- [Extract]

= = = =

Actually, the ratios shown do form a major triad with consonant
proportions 4:5:6, just like the one on C major did. You've made
an error -- the interval from 160 to 106 hz is a just 3:2 "fifth".

> I will submit further information in the future involving single
> note progressions. You may, though, be wondering how the software
> would decide whether the C# is itself or one of its inversions
> since any could be just as likely.

Sounds like you're thinking about the famous "comma" problem?

> The software will be able to solve this problem since it makes
> all of its calculations based on an arbitrary reference such as
> C (physical key on the keyboard) represents 100 Hz. All
> corresponding ratios of inputs will be based off of this.
> The software will be able to see that (in this case) I am playing
> ratios of 16/15, 4/3, and 8/5 in relation to 100 Hz. It will have
> tables of all of the possible combinations of three notes in a
> given scale system. This will allow it to narrow down
> possibilities. Each chord has a distinct identity. Since there
> are only a limited number of possible chord identities within a
> specific scale, the software will be able to narrow down the
> possibilities using its bank of relations between notes in a
> chord.
/.../
> I would appreciate your help in working together to design
> software which can do this revolutionary technology effectively.
> Thank you.

I'd love to help out, but I've already got my hands full with
my own projects. I encourage you to develop you're ideas and
make them a reality!

-Carl

🔗jpehrson@rcn.com

🔗Robert Walker <robertwalker@ntlworld.com>

Hi PageWizard,

I'm sure John can give more detailed examples, but here is a simple
one (of my own) to show where software can easily get confused without
look ahead.

You've been playing consonant triads for a while appropriate for
j.i. scale of
1 16/15 9/8 6/5 5/4 4/3 45/32 3/2 8/5 5/3 9/5 15/8 2

with 1/1 = c
Here the 8/5 is the Gb, a major third below the C=2/1

Now without preparation you play a note in the vicinity of Gb or F#

How can the software tell if you intend a Gb = 8/5, or a F# = 25/16
which is 5/4 above the E.

If you play it simulataneously with an E then it will know that you mean
the 25/16. But suppose you play the E a little after it (intending it
to be sim. perhaps, but on microsecond level it isn't).

Or, suppose you just play a sustained F# and then introduce the E later.

= = = =

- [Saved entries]
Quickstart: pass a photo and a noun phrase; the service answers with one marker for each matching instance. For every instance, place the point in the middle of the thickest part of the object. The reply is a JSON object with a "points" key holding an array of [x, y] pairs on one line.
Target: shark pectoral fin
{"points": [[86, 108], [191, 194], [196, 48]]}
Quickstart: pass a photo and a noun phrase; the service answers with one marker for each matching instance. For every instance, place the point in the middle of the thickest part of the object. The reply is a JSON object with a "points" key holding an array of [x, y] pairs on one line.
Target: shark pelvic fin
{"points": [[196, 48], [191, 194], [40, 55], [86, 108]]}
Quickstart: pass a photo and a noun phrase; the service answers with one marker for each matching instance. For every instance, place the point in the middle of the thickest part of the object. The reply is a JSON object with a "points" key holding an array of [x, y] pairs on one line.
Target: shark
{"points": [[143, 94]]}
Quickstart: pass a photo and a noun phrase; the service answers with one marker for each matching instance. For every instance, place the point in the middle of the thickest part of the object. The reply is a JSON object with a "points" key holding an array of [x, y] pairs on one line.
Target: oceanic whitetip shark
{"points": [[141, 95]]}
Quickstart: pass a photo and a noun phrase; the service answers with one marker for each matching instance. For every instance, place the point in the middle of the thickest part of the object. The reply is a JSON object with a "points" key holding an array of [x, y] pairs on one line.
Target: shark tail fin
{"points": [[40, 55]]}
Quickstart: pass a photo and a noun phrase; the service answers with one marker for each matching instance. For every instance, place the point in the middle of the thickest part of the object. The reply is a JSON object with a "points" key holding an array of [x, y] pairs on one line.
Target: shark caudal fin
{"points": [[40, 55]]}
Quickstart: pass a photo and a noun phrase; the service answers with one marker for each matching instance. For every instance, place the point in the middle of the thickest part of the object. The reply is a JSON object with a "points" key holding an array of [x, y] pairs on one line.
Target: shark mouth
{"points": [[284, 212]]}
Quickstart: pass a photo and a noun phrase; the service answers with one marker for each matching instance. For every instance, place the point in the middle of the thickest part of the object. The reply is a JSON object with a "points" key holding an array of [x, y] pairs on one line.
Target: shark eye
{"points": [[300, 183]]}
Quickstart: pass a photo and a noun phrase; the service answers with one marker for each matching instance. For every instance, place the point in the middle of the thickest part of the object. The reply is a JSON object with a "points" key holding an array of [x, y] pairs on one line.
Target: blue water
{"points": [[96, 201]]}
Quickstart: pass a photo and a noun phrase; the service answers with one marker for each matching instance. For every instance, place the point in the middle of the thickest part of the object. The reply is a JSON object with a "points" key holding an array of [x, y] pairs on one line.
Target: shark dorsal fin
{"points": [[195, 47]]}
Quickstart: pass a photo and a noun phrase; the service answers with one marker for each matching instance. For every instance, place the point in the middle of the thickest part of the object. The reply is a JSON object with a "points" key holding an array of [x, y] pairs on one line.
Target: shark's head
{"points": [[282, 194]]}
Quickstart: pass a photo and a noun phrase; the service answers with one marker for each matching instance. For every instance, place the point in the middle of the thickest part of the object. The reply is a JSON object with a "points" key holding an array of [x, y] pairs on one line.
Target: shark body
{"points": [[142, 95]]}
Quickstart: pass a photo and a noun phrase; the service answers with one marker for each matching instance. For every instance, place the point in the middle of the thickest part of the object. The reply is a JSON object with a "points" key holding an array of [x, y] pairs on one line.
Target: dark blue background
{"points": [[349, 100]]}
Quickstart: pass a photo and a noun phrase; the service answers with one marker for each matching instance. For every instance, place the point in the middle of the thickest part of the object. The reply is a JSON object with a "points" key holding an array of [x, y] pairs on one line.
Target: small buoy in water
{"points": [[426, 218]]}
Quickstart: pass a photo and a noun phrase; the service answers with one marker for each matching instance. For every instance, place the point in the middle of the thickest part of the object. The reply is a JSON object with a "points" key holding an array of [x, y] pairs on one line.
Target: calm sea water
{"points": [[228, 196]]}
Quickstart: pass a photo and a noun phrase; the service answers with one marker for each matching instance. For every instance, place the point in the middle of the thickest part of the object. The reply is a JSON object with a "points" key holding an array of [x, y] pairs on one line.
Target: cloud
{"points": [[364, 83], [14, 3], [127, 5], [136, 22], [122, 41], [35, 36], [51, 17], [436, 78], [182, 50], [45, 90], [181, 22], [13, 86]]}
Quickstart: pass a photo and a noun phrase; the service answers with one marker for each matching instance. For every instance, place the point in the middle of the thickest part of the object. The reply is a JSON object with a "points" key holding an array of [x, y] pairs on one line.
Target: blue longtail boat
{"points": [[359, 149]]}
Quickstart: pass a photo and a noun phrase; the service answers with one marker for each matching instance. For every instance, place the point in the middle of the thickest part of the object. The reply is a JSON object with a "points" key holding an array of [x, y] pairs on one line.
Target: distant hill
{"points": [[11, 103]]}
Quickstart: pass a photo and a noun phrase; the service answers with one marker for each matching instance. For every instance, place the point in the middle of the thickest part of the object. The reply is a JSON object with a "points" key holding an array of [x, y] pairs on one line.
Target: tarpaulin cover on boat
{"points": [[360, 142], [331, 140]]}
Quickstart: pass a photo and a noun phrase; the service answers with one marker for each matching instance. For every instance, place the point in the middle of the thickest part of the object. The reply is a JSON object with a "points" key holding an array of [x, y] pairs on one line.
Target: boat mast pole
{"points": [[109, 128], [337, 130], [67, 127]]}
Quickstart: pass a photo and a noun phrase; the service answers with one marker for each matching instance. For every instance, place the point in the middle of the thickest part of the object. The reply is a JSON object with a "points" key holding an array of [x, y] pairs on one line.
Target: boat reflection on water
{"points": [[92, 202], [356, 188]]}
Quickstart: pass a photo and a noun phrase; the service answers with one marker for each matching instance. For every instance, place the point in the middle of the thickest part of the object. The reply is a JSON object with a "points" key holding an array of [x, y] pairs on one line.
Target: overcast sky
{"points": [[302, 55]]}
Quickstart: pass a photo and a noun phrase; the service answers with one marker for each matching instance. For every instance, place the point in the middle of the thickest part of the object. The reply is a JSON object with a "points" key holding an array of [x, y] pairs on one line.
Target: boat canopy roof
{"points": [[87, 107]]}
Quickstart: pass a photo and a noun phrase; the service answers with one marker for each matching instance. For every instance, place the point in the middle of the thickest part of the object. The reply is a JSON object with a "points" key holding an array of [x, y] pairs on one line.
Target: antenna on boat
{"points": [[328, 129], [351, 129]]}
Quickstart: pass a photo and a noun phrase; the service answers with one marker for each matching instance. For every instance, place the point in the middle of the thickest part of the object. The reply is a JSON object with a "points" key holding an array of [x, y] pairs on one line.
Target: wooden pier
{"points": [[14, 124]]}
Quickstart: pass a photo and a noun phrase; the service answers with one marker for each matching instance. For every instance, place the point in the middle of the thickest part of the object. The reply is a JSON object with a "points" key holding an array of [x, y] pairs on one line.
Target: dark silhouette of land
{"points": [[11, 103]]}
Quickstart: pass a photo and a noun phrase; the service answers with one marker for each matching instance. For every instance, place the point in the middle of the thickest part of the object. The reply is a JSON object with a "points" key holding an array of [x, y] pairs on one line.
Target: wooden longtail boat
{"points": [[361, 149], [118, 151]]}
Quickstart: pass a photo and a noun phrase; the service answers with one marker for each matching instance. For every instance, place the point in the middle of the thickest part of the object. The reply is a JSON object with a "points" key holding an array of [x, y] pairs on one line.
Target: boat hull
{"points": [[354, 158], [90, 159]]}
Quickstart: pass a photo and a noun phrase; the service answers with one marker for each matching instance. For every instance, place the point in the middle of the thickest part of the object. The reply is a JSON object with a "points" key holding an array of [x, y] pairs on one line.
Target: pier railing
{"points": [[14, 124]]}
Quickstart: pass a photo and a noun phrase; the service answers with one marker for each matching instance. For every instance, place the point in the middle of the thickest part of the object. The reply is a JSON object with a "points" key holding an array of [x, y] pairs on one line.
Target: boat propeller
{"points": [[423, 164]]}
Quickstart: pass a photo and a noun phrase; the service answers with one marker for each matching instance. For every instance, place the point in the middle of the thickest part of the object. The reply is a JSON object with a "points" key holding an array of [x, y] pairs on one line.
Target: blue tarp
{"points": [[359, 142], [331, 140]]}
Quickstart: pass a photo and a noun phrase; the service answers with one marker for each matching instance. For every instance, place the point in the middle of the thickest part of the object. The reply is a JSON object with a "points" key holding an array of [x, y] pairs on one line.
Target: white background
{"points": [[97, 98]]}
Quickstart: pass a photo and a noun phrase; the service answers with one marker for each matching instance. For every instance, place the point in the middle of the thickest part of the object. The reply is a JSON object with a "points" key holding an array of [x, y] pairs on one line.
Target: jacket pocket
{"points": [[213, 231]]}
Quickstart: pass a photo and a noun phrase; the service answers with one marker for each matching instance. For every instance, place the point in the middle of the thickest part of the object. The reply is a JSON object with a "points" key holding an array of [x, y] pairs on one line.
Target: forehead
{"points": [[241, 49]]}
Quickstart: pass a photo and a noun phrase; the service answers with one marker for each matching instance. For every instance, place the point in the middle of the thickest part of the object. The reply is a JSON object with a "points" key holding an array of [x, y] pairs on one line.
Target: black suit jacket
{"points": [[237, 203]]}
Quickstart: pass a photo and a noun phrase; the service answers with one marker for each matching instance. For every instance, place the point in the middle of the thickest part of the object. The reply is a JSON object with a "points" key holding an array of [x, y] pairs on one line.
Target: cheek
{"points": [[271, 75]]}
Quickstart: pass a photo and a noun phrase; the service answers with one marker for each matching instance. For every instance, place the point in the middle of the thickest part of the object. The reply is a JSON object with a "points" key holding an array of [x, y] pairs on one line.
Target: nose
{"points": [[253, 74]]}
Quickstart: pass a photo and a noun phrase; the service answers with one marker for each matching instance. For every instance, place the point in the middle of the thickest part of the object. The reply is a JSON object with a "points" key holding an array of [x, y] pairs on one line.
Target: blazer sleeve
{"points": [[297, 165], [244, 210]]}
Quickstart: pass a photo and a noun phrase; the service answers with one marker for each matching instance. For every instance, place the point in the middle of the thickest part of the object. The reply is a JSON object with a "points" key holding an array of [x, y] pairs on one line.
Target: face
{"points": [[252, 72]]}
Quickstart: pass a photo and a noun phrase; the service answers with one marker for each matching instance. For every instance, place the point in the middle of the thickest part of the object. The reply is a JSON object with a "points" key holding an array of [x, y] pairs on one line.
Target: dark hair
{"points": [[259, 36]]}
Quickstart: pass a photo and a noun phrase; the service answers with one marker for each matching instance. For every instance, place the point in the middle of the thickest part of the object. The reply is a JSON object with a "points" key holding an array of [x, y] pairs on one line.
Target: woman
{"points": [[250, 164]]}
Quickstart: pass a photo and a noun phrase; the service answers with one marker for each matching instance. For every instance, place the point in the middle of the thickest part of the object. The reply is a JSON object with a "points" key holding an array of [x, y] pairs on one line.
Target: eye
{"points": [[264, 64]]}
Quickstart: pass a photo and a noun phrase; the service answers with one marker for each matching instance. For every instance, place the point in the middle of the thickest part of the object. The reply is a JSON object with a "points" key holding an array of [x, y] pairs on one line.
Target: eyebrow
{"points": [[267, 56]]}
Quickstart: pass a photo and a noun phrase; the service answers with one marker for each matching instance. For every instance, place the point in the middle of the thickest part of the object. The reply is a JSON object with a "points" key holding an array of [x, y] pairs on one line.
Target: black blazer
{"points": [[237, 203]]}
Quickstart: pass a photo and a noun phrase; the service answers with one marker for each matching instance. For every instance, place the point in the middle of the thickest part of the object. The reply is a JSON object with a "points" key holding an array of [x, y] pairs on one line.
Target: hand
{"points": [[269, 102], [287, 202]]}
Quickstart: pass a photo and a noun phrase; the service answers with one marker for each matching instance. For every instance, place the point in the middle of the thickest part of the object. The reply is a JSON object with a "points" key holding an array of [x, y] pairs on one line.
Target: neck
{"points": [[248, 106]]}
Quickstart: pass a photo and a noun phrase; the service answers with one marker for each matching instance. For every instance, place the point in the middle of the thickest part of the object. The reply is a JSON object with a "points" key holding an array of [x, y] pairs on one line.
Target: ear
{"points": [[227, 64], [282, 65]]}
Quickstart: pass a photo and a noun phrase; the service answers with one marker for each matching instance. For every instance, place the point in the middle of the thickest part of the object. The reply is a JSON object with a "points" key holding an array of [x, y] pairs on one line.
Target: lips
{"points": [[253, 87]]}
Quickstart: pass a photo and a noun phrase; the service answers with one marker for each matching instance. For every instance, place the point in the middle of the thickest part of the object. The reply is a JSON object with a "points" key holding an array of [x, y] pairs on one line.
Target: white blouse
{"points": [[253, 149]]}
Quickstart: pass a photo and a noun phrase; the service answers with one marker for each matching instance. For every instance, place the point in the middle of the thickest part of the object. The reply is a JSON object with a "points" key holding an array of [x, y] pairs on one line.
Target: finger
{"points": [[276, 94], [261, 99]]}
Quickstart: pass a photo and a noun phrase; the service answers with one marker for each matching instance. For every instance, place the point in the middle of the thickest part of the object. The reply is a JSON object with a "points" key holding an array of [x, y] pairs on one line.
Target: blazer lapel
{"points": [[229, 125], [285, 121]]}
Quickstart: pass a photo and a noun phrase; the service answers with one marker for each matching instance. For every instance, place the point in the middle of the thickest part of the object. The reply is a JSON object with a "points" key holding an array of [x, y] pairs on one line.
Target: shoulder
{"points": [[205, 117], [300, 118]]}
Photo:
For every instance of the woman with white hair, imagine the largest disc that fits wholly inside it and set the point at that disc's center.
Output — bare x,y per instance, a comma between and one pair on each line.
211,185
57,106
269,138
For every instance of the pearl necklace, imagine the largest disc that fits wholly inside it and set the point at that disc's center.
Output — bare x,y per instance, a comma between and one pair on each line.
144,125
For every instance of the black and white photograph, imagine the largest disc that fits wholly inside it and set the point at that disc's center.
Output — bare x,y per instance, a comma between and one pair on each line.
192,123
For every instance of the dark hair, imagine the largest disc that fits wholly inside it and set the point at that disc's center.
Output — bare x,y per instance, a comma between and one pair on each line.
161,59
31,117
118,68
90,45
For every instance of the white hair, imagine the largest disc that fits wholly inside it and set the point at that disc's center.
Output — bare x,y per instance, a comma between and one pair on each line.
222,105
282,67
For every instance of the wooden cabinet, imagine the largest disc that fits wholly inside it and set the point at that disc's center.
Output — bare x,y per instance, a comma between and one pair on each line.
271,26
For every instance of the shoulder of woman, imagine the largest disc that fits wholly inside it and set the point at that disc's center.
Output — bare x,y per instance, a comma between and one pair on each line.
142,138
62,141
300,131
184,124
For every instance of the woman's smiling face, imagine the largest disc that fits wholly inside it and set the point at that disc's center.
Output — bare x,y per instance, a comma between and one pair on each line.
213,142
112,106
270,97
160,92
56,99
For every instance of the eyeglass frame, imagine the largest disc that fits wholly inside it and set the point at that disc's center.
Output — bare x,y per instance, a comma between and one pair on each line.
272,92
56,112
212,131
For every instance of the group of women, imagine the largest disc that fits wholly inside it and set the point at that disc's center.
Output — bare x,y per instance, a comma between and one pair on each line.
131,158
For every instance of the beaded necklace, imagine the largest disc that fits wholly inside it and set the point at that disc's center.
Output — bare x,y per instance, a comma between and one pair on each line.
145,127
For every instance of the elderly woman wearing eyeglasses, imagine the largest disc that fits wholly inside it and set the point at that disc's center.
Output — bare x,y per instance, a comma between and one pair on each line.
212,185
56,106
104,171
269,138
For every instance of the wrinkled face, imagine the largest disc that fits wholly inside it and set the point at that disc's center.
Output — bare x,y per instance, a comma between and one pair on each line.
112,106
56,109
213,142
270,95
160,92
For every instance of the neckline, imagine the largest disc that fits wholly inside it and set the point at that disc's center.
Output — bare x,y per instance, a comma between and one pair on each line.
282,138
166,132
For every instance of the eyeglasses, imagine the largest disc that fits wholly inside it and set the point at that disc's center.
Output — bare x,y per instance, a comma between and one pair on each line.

= = = =

- [Parts of the exercise]
a – Please count the lines in the rows that contain the string "wooden", treating uppercase and lowercase as different, and reply with the number alone.
b – Continue the tuning discussion from its final sentence.
The tuning discussion and the rows come from unrelated sources.

- [Answers for the exercise]
a – 3

b –
How can the software tell, without anticipating what you are going to
do next, whether you want an F# or a Gb?

Let's suppose it decides on an F#. What does it do if you were to play
a C next instead? It would have to slide the F# to a Gb at that point.
Or, play the C at a 5/4 above the F# at 125/64, and at some later point
slide that up to the 2/1.

So clearly it is going to make "mistakes" that a leisure time retuning
program wouldn't make.

To minimise those mistakes, you have to find a way to get the program
to try to anticipate what is most likely to be played next, which
is hard. It probably can be done, but chances are you'll always find a composer
who delights in breaking whatever rules it is using to do that.

Thinking this over a bit more thoroughly I see that even a half second
delay isn't really going to help. You'll want a two or three bars
delay prob. in many cases, between playing the notes and hearing them!

Do say if you see any way round this kind of an example.

Robert

🔗Robert Walker <robertwalker@ntlworld.com>

🔗carl@lumma.org

> You've been playing consonant triads for a while appropriate for
> j.i. scale of
> 1 16/15 9/8 6/5 5/4 4/3 45/32 3/2 8/5 5/3 9/5 15/8 2
>
> with 1/1 = c
> Here the 8/5 is the Gb, a major third below the C=2/1
>
> Now without preparation you play a note in the vicinity of Gb or F#
>
> How can the software tell if you intend a Gb = 8/5, or a F# = 25/16
> which is 5/4 above the E.

I can see two possibilities...

1. use the last tuning used for that note
2. use the tuning in the last key you were
known to be in (ie 8/5 in C)

...if there is no previous information -- the note is out of the
blue -- it can choose randomly, or perhaps the performer is to
specify a default key before he begins playing.

> If you play it simulataneously with an E then it will know that you
> mean the 25/16. But suppose you play the E a little after it
> (intending it to be sim. perhaps, but on microsecond level it
> isn't).

The note can be bent into tune once the simultaneity is recognized,
or left as it is until the it is replayed. Both options are cool --
bending sounds cool, and so do the "krunchy" (Keenan Pepper's term)
suspended sonorities you get if the old note is frozen until its
next note-on.

> How can the software tell, without anticipating what you are going
> to do next, whether you want an F# or a Gb?

It has a notion of what key you're in. Besides just making sure
chords
are as in-tune as it can make them, it assumes you're composing
in the diatonic scale, more or less, and maintains a persistant notion
of key. It takes a certain amount of something to change this notion,
the exact amount and type of this something up to the programmer. I
can get code from Stephen if anybody's interested.

I should also say I suspect software _without_ this feature would also
be worth having. It just bends chords, and has no persistent vision
at all.

> So clearly it is going to make "mistakes" that a leisure time
> retuning program wouldn't make.

Yes.

> To minimise those mistakes, you have to find a way to get the
> program to try to anticipate what is most likely to be played
> next, which is hard. It probably can be done, but chances are
> you'll always find a composer who delights in breaking whatever
> rules it is using to do that.

Sure.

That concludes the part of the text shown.